Please decide whether each statement below agrees with the Rayman Legends review, and answer yes or no, quoting the deciding words of the review. 1. In Legends, collecting Lums is still required to unlock additional levels. 2. Forty of the levels in Legends are revisions from the previous game. 3. The reviewer plays as Globox in the Luigi costume more than as any other character.

▸ Document excerpt:
········
Review: Rayman Legends (Wii U)
Developer: Ubisoft Montpellier, Ubisoft Casablanca
Price: $30 @ Amazon
There are a few palette-swapped versions of Barbara that wear skirts. When they die, they inflate like balloons, similar to all the other characters when they die, but because they are wearing skirts, their underwear becomes noticeable. “Did you know that their underwear shows when that happens?” my wife has asked. My kids giggled and whispered when they saw it for the first time.
Being a platform game, the story in Rayman Legends is little more than perfunctory. The long-beared creature called the Bubble Dreamer has been having nightmares that have gained strength over the time that Rayman and his friends have been seeping in stasis in the Glade of Dreams. Murfy goes to awaken Rayman and friends so that they can defeat the invading nightmares.
I recently published a Backloggery Beatdown on Rayman Origins. Miraculously, all of my criticisms of that game have been remedied in Legends. Gone are the silly per-abilities missions. Every skill that players will use throughout are unlocked from the beginning. Instead of borrowing from the conventions of the action-adventure genres where players accumulate powers, Legends focuses purely on the collect-a-thon, and the biggest improvement from Origins to Legends in this aspect is that the game no longer merely pretends to copy the New Super Mario Bros. series by simply offering simultaneous play with four (or more if one counts Murfy) characters. Now, instead of having to collect as many Lums as possible to accumulate Electoons in order to access the unlockables, players now must collect Teensies within the stages themselves. Many of them are hidden precisely like Star Coins, which means that collecting them all will require some gamer’s intuition and skill. In the meantime, Lums have shifted in their use. Accumulate them to earn Lucky scratch-off tickets (for more unlocks) and gold trophies to demonstrate “mastery” of a stage, but they are no longer required to unlock additional levels like in the previous game. This was a streamlining move, because collecting those Lums in Origins was often more tedious than fun.
The levels themselves are plentiful notwithstanding that forty of them are revisions from the previous game found in the world selection hall titled “Return to Origins.” The other sections divide the levels between “galleries” represented by “paintings” which players will jump into to reach. Despite the difficulty of the primary levels ranging from easy to moderately difficult and there not being any powerups besides the heart vases that provide the characters with an extra hit, they never become boring. The variety in their themes and design compels one to never quit looking for that last teensie or strive for a better run. I am particularly fond of the speed-run levels preceding the rescue of one of the many warrior princesses scattered throughout the levels. They are spoofs of Xena: Warrior Princess, sporting weapons and often bearing scars and missing teeth, and their thin, cartoonish frames are certainly more muted articulations of femininity than the robust nymphs which accompany seductive tunes when they are rescued in Origins. Though they begin as damsels in distress, they are interesting additions to the Rayman lore and companions in the game. Certainly, they are more interesting than Globox and Teensie #1 and #2. Thankfully, there is more variety to the characters in Legends than in Origins, and as much as I trash on Globox, I find myself playing with him in the Luigi costume more than any other character because it is easier to spot him in that costume while onscreen with three other characters on the screen such as when my kids play with me.
········
▸ Excerpted records:
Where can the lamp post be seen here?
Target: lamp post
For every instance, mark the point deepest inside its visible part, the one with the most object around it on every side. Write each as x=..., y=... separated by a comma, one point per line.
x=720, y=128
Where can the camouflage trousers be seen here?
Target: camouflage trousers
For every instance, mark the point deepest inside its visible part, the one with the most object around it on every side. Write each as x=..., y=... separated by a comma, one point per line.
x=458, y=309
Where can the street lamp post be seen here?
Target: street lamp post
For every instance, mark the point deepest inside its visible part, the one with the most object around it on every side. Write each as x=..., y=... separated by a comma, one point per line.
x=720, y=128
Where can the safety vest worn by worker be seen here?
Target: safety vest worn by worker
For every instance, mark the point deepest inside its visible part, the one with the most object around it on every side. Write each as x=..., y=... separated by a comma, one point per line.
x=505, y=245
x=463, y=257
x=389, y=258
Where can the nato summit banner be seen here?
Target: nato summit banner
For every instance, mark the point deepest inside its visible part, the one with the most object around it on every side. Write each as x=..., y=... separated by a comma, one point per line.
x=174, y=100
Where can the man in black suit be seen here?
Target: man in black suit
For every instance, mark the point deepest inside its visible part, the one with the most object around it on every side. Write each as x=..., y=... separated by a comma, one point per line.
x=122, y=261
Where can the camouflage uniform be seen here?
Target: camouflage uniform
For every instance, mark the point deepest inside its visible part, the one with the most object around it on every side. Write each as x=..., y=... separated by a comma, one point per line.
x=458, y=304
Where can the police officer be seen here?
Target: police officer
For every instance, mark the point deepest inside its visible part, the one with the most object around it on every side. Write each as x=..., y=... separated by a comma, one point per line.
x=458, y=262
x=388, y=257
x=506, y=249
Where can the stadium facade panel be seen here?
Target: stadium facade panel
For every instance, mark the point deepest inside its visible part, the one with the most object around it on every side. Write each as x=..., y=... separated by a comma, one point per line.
········
▸ Result of the exercise:
1. No: "but they are no longer required to unlock additional levels like in the previous game."
2. Yes: "forty of them are revisions from the previous game"
3. Yes: "I find myself playing with him in the Luigi costume more than any other character"